THE PROBLEM
Quote only the lines from the top of the listing below down to and including the line with "# mark one dot per instance, written like column 497, row".

*-*-*

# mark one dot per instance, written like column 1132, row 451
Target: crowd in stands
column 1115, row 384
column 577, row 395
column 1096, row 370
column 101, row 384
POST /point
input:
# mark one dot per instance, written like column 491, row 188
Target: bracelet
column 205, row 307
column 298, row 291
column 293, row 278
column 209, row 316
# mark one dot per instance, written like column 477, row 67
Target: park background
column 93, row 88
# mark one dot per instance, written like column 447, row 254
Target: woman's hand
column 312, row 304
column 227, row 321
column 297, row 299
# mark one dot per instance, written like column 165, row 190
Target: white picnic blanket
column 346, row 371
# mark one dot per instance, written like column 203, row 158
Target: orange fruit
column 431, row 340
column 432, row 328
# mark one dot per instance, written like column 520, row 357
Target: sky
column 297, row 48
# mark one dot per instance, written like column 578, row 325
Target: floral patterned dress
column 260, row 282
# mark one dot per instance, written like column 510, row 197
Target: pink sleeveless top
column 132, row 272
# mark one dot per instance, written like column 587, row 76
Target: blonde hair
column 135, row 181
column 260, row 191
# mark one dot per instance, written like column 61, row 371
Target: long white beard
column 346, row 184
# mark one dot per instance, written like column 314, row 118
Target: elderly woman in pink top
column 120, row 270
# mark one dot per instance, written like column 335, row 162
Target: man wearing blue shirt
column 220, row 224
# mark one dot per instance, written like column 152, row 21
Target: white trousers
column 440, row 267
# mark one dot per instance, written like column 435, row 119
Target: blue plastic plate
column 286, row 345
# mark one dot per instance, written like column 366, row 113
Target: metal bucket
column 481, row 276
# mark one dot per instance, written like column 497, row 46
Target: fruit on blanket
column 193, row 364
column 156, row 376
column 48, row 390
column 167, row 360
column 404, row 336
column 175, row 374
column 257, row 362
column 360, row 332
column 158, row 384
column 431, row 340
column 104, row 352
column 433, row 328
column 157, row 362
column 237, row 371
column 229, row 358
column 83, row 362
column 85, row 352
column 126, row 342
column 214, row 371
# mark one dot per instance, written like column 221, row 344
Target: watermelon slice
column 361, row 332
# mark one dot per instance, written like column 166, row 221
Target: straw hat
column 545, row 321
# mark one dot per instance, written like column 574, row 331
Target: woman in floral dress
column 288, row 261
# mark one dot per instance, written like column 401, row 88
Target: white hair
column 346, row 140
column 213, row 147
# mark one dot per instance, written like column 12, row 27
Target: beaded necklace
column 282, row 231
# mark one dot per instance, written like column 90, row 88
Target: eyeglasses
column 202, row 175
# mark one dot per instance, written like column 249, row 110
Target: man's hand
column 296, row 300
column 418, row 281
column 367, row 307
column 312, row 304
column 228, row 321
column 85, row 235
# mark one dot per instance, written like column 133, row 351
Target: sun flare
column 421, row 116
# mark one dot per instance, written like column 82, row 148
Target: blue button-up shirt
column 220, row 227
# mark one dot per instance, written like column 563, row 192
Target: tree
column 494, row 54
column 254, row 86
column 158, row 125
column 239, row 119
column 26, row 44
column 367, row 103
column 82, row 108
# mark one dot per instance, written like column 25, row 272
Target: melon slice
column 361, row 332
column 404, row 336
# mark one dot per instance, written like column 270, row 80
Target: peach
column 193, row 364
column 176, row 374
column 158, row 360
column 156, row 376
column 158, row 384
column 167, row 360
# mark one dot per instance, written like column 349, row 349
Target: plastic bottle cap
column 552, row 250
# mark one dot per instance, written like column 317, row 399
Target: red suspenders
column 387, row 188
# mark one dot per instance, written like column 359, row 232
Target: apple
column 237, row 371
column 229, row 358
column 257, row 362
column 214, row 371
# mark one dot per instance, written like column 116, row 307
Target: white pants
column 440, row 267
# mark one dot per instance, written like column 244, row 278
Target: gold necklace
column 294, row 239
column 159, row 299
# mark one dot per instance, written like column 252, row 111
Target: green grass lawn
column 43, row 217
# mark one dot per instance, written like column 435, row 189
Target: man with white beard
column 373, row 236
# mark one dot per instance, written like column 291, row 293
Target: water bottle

*-*-*

ANSWER BELOW
# mark one dot per instance, written like column 1132, row 451
Target: crowd in stands
column 1115, row 384
column 577, row 395
column 1096, row 370
column 101, row 384
POST /point
input:
# mark one dot per instance, written like column 491, row 188
Target: bracelet
column 205, row 307
column 298, row 291
column 293, row 278
column 209, row 316
# mark one dot per instance, written like column 477, row 67
Target: park background
column 93, row 88
# mark one dot per instance, written like column 447, row 254
Target: woman's hand
column 312, row 304
column 227, row 321
column 297, row 299
# mark one dot per instance, written like column 165, row 190
Target: white picnic blanket
column 346, row 371
# mark one dot per instance, written like column 203, row 158
Target: orange fruit
column 431, row 340
column 432, row 328
# mark one dot per instance, written like column 520, row 357
Target: sky
column 297, row 48
# mark one dot per instance, written like column 578, row 325
Target: floral patterned dress
column 260, row 282
# mark one dot per instance, written like column 510, row 197
Target: pink sleeveless top
column 132, row 272
# mark one dot per instance, written like column 587, row 76
Target: blonde hair
column 135, row 181
column 260, row 191
# mark one dot per instance, written like column 61, row 371
Target: long white beard
column 346, row 184
# mark one dot per instance, written like column 314, row 118
Target: elderly woman in pink top
column 120, row 270
# mark one dot per instance, written like column 335, row 162
Target: man wearing blue shirt
column 220, row 224
# mark one dot per instance, written like column 152, row 21
Target: white trousers
column 440, row 267
# mark one dot per instance, written like column 435, row 119
Target: blue plastic plate
column 286, row 345
# mark one dot per instance, written like column 366, row 113
Target: metal bucket
column 481, row 276
# mark one dot per instance, written like column 497, row 46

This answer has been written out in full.